##### GIVEN INFORMATION #####

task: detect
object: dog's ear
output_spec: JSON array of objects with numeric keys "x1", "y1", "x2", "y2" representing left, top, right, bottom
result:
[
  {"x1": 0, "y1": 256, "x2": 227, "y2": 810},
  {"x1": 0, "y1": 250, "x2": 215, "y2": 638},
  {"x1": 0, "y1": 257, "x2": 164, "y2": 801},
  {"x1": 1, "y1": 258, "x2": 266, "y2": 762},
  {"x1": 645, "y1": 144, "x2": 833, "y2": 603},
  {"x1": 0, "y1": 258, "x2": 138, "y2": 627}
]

#####

**WHAT NEEDS TO BE DONE**
Write out the entire listing above once more. Keep it exact.

**WRITTEN RESPONSE**
task: detect
object: dog's ear
output_spec: JSON array of objects with numeric keys "x1", "y1", "x2", "y2" representing left, top, right, bottom
result:
[
  {"x1": 0, "y1": 256, "x2": 227, "y2": 810},
  {"x1": 0, "y1": 250, "x2": 215, "y2": 638},
  {"x1": 0, "y1": 257, "x2": 164, "y2": 801},
  {"x1": 1, "y1": 258, "x2": 266, "y2": 762},
  {"x1": 645, "y1": 144, "x2": 833, "y2": 603},
  {"x1": 0, "y1": 258, "x2": 138, "y2": 627}
]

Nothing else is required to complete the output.